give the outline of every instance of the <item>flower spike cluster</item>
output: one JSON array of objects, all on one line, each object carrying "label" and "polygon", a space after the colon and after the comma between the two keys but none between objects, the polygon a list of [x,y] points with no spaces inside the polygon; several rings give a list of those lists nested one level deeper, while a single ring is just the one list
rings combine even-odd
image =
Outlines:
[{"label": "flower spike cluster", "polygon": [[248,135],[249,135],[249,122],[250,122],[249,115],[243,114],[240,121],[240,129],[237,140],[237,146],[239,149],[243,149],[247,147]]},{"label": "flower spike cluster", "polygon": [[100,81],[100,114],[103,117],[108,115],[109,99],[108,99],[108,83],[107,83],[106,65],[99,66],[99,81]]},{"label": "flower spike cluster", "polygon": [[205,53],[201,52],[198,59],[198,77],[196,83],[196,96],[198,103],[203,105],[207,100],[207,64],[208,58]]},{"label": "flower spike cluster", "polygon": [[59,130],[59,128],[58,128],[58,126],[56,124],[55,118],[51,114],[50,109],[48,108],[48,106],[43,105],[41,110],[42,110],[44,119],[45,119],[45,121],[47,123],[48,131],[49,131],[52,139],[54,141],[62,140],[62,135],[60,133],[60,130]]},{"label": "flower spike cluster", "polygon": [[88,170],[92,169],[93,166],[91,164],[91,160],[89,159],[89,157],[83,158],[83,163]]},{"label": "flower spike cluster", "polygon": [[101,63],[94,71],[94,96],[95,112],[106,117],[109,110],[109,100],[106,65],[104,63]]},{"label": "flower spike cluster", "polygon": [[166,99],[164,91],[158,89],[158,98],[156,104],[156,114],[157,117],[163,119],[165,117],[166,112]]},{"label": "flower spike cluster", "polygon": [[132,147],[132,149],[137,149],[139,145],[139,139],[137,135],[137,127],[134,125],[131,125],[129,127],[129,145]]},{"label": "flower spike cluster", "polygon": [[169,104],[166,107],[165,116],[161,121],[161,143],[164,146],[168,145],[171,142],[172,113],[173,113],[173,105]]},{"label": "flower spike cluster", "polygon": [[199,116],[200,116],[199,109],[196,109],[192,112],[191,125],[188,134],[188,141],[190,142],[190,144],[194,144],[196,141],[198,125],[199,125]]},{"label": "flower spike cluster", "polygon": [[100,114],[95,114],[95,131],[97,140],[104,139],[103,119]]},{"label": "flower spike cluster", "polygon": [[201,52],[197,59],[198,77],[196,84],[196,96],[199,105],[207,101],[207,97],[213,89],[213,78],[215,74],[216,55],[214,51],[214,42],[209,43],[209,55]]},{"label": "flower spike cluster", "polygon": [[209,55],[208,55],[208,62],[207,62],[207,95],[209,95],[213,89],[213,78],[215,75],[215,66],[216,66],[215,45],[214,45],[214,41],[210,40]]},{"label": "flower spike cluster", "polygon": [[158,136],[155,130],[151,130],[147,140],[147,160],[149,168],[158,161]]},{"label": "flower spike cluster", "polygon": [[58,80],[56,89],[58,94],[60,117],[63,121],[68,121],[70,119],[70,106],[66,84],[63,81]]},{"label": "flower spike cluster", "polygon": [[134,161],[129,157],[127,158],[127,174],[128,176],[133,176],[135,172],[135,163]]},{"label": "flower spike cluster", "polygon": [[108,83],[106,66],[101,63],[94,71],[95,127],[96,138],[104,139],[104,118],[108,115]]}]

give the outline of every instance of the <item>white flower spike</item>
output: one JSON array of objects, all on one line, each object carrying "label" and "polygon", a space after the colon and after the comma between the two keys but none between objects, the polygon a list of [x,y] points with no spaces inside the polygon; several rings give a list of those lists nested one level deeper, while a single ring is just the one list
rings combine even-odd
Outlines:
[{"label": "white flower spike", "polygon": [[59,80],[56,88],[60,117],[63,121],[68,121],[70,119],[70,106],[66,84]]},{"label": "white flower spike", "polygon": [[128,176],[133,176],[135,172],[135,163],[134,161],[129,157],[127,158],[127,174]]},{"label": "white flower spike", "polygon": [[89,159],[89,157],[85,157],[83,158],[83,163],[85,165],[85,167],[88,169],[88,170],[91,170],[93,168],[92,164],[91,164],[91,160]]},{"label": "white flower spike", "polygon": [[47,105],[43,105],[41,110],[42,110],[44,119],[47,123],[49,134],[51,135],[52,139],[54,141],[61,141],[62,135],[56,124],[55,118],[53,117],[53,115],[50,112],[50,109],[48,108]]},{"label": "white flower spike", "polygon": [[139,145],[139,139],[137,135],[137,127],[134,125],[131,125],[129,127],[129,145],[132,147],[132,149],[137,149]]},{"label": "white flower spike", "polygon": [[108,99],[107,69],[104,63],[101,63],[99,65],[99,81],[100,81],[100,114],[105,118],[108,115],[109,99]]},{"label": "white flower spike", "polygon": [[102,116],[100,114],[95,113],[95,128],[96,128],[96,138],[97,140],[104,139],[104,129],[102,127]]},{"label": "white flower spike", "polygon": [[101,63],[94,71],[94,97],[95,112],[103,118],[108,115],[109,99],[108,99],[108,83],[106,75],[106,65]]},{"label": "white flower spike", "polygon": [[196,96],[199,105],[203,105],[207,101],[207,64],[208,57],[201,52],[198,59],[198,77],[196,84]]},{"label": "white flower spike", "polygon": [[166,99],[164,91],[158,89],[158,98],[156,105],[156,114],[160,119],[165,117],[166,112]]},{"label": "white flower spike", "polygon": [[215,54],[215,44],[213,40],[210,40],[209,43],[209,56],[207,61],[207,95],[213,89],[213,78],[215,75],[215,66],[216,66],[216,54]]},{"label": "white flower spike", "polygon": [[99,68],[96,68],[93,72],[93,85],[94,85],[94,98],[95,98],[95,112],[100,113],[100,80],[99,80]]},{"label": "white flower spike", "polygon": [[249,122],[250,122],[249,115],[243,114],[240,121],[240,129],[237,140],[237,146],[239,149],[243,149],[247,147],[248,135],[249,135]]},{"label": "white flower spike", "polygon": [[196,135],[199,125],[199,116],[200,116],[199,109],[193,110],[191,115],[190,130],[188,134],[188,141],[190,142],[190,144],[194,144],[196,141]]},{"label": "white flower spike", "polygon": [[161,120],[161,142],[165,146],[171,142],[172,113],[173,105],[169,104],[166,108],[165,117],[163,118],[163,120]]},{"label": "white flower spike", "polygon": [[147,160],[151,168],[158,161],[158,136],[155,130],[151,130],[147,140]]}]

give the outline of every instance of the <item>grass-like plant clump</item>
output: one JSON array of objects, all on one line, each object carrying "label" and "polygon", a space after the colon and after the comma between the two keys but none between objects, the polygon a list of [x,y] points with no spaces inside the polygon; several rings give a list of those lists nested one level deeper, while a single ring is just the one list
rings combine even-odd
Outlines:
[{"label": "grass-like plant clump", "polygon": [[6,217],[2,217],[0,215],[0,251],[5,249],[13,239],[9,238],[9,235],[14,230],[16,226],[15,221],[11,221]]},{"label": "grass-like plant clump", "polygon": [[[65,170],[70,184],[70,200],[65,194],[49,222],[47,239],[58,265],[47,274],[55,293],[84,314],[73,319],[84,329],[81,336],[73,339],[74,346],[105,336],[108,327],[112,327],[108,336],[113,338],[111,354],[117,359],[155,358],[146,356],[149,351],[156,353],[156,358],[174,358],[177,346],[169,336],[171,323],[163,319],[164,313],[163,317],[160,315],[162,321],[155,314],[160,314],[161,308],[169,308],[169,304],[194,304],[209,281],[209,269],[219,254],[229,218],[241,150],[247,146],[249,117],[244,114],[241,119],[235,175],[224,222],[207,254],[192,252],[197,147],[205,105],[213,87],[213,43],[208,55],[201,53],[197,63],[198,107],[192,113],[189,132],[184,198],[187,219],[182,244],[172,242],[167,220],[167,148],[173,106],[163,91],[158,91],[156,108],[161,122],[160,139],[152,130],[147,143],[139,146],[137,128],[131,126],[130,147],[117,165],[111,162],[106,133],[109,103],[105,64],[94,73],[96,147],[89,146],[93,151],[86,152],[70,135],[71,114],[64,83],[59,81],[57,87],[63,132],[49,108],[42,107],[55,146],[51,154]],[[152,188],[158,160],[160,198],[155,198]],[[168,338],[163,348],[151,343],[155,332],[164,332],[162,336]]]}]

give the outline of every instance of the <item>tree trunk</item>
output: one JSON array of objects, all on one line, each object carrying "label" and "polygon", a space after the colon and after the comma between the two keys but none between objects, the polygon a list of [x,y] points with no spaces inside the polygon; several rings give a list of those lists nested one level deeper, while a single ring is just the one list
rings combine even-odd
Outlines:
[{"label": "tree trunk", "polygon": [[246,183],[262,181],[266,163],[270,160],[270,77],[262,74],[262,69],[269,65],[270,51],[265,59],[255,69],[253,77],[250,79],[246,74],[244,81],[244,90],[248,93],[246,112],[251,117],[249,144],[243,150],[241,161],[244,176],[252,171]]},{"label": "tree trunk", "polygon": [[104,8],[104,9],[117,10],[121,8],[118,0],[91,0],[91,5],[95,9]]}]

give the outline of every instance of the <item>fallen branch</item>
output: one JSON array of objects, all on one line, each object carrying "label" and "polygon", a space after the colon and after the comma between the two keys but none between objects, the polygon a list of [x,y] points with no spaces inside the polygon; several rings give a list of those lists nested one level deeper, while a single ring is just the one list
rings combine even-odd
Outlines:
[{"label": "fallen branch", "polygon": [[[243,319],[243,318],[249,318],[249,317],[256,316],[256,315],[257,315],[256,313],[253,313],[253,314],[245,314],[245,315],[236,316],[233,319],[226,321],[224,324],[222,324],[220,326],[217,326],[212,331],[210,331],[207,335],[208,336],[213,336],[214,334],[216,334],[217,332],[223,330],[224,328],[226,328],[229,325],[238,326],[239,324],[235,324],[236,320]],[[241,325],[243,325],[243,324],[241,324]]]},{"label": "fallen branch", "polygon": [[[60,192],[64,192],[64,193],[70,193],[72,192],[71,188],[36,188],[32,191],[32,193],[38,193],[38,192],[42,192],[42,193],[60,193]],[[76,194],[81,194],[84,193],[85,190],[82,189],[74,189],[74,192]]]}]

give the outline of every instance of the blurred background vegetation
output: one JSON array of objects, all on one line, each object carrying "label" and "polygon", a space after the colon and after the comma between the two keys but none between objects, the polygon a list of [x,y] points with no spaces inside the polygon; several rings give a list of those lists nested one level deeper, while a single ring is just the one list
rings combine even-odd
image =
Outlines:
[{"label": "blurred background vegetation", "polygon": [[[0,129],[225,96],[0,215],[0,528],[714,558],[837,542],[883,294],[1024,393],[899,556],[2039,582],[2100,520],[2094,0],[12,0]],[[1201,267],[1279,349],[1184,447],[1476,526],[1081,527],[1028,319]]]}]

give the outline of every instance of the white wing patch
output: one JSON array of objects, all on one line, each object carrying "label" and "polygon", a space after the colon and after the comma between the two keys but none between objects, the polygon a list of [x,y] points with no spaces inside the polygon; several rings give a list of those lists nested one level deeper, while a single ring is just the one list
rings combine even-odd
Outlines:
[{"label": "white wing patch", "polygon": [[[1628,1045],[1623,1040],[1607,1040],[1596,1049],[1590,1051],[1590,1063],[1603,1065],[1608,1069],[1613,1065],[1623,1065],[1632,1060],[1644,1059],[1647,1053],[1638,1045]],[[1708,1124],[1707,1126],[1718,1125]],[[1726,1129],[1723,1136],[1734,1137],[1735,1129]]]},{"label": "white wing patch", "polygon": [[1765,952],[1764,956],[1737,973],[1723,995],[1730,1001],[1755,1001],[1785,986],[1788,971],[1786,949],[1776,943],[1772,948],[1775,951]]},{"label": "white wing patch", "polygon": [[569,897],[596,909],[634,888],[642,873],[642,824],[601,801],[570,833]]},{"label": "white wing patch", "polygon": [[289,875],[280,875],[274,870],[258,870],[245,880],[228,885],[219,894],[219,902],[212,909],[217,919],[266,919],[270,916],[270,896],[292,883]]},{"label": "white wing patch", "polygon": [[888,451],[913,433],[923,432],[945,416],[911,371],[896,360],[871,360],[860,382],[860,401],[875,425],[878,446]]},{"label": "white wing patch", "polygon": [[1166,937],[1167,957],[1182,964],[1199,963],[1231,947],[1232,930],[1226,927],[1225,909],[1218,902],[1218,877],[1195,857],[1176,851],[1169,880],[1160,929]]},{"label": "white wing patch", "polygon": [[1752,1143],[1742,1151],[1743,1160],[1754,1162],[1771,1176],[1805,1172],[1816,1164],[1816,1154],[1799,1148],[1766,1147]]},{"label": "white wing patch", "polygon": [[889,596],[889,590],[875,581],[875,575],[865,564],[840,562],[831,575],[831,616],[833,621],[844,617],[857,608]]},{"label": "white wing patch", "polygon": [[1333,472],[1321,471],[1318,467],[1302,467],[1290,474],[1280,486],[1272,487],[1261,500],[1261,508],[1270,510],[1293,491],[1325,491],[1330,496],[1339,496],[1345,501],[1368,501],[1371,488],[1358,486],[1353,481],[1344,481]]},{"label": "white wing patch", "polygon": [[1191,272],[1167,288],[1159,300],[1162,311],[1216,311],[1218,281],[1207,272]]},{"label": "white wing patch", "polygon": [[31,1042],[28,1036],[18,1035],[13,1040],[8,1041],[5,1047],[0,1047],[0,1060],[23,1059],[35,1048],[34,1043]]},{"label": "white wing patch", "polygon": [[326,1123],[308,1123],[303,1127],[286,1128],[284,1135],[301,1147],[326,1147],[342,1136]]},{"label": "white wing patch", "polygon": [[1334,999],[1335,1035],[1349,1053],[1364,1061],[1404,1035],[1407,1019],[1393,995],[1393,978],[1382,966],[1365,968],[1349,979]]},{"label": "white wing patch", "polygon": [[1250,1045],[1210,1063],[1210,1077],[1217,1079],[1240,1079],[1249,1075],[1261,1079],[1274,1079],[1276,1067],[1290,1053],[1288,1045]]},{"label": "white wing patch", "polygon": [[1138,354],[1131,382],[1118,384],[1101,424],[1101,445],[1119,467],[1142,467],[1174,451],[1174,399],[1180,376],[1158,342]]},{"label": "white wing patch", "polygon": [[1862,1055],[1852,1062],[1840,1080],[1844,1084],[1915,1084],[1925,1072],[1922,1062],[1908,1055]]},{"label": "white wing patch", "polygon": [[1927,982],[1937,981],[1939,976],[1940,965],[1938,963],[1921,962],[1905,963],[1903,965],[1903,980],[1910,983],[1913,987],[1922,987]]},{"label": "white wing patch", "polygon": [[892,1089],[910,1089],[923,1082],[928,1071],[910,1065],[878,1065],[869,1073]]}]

* _THE TASK_:
Your reply should be one number: how many lines in the listing hold the word "item".

* _RESULT OF THIS TASK_:
5